--- start of RECORDED INFORMATION ---

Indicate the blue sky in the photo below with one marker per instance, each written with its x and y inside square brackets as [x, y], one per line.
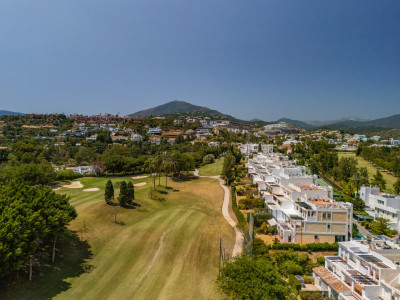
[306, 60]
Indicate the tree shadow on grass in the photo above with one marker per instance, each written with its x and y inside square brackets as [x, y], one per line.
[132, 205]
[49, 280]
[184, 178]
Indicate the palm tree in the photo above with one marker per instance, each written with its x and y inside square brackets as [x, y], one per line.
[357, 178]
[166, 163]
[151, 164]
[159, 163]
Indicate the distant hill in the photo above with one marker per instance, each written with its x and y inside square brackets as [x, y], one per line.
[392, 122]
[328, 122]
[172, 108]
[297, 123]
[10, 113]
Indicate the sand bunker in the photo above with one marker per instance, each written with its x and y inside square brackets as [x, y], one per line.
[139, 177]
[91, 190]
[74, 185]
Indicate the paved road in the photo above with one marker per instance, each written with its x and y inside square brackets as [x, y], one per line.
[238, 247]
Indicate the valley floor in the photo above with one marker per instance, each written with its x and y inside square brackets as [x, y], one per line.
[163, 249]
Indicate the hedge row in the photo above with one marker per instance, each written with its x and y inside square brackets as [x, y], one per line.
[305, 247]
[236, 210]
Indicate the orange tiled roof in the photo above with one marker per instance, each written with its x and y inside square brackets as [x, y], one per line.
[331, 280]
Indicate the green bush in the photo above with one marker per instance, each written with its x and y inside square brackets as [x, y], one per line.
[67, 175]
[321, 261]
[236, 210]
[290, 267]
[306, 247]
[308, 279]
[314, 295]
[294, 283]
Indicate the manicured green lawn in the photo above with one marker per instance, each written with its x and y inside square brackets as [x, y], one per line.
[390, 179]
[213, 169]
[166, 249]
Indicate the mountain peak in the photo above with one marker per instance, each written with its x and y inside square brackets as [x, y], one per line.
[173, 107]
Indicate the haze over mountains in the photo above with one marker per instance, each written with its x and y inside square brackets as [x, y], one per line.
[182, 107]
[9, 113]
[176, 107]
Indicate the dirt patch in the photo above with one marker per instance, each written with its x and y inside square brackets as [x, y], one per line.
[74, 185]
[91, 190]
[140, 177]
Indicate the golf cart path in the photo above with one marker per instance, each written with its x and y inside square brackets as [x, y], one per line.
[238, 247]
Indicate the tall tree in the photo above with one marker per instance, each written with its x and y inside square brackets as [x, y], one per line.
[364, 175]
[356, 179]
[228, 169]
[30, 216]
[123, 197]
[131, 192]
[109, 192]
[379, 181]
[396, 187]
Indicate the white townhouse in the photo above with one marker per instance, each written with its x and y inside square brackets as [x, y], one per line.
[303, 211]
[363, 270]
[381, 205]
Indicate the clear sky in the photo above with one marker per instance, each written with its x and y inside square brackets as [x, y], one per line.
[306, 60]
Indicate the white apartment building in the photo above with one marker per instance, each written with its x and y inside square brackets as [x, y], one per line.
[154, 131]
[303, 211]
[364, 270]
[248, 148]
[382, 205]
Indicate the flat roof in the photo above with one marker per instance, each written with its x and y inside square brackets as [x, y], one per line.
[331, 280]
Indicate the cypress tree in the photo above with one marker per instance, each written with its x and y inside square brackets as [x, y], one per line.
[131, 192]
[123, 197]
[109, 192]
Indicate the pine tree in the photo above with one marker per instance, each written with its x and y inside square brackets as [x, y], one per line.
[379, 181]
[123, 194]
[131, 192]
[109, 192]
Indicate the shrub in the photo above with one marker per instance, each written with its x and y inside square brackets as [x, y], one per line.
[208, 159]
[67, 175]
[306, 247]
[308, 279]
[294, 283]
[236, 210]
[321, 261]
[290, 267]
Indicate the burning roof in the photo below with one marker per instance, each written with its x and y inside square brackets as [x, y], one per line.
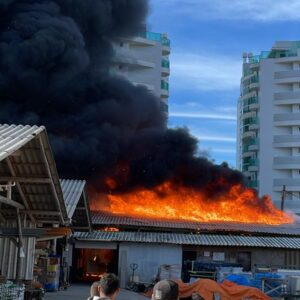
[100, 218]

--- end of RECORDED INFORMATION ---
--- start of RECORDED INFORMATION ---

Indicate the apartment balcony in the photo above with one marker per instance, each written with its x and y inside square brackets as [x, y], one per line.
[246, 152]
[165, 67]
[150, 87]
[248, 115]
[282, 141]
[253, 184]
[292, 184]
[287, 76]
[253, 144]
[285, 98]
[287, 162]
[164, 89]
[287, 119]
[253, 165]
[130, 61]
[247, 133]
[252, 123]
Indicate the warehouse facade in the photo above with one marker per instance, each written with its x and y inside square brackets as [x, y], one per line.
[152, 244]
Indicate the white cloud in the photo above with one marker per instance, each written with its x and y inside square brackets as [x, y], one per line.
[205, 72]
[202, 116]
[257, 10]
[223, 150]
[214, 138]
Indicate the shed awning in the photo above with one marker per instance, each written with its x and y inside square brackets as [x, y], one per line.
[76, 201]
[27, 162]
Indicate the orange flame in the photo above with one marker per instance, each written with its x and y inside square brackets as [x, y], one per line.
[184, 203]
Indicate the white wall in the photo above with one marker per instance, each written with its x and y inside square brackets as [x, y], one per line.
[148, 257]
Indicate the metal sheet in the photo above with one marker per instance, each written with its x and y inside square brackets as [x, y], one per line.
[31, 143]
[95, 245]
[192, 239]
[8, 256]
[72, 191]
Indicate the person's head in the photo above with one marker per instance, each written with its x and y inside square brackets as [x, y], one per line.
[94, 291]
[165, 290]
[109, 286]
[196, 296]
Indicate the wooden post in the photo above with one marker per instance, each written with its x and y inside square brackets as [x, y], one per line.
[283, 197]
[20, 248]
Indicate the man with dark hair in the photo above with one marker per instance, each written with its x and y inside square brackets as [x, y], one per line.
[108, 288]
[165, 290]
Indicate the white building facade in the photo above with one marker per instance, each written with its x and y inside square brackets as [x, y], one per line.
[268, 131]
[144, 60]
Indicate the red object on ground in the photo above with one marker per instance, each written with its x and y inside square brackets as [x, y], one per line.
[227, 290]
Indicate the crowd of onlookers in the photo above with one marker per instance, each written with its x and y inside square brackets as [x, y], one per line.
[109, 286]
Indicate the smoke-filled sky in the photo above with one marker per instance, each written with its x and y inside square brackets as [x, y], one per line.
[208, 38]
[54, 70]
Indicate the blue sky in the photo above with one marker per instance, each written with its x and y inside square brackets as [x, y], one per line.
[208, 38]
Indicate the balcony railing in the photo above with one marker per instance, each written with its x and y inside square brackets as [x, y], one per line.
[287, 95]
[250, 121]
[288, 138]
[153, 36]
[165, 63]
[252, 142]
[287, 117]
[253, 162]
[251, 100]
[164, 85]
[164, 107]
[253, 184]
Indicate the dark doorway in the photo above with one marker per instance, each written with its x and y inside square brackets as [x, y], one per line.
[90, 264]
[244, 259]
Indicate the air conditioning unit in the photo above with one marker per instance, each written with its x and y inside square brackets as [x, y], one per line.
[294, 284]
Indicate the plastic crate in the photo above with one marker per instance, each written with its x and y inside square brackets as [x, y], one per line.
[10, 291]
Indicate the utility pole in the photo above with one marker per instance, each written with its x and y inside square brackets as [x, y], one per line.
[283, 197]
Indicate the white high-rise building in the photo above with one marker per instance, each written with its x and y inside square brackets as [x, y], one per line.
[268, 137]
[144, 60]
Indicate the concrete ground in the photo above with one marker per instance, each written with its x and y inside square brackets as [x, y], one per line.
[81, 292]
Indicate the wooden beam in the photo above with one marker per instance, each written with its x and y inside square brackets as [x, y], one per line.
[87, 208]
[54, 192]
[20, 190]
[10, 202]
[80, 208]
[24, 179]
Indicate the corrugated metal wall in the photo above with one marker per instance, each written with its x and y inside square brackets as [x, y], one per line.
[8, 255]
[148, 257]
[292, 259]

--- end of RECORDED INFORMATION ---
--- start of RECORDED INFORMATION ---

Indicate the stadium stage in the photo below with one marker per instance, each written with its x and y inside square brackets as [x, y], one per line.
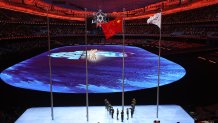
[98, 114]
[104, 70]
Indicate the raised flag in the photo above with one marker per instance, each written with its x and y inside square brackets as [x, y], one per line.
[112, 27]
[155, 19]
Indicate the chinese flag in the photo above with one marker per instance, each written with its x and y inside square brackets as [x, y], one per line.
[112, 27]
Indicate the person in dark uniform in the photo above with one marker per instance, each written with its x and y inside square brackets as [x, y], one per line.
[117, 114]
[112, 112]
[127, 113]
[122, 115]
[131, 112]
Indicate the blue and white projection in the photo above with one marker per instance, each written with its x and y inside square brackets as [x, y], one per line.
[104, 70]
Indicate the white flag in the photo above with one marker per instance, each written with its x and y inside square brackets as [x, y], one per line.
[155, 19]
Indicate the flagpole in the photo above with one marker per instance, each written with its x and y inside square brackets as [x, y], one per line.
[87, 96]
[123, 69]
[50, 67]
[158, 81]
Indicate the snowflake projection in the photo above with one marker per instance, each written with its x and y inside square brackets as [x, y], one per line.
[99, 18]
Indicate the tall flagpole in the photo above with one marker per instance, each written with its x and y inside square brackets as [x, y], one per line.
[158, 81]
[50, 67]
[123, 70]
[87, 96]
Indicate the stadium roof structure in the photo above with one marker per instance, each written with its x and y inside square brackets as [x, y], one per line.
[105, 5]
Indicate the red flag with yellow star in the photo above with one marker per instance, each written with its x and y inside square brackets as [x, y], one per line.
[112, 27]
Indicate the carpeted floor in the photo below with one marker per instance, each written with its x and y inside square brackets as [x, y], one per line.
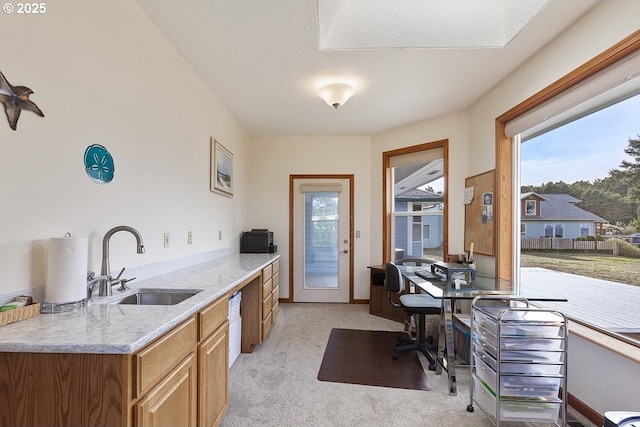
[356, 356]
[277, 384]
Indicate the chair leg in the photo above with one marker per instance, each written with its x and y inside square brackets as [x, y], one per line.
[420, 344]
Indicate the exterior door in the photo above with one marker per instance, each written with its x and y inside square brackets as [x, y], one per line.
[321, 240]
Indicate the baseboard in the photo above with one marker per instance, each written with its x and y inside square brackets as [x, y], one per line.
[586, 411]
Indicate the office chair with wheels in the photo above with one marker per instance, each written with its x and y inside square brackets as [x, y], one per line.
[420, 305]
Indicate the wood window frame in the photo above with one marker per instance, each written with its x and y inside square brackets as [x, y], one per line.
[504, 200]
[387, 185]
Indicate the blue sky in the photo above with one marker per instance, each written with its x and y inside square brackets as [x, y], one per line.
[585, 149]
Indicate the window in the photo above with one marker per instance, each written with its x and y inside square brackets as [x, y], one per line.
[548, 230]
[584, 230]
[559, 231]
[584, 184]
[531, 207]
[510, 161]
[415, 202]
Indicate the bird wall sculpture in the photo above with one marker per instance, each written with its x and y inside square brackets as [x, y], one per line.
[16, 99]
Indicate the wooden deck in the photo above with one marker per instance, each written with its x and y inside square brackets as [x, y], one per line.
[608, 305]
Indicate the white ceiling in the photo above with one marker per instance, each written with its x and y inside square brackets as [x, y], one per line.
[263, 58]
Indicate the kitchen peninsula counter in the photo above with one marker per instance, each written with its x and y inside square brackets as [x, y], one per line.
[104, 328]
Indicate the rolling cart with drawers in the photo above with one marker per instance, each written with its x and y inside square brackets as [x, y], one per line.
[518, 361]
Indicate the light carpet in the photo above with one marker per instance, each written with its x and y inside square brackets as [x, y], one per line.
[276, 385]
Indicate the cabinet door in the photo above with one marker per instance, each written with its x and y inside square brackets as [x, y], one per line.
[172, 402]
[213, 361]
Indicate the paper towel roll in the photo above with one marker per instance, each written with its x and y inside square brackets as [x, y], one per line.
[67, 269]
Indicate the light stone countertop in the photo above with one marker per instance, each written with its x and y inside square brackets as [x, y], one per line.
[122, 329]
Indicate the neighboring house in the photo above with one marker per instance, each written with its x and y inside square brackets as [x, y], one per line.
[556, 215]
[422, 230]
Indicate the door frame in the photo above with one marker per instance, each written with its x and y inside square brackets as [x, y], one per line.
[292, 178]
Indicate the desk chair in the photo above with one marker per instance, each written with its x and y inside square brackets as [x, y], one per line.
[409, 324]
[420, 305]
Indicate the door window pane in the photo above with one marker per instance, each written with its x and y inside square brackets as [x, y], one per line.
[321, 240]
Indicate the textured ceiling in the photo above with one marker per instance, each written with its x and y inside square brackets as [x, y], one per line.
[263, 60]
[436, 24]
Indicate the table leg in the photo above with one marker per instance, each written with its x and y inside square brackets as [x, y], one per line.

--- end of RECORDED INFORMATION ---

* **EXERCISE AIM**:
Return every line of the listing above that contains the string "orange", treating uppercase and lowercase as different.

* **RESULT FOR THIS TASK**:
Indicate the orange tiled roof in the photo above with one marker per instance, each written with its x and y inside square brackets as [x, y], one per line.
Indicate the orange flame in the photo above with one marker per instance, each written with its x and y inside square brackets as [x, y], one per line.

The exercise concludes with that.